■ **Task**: Rewrite the material below, switching "white desk" to "gray desk" and keeping everything else the same.

■ **Data lines**:

-- -- --

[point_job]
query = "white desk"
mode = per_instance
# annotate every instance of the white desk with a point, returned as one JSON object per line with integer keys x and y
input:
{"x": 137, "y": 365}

-- -- --

■ **Completed exercise**:
[point_job]
query = "gray desk"
mode = per_instance
# annotate every instance of the gray desk with a point, returned as one JSON object per line with integer keys x and y
input:
{"x": 137, "y": 365}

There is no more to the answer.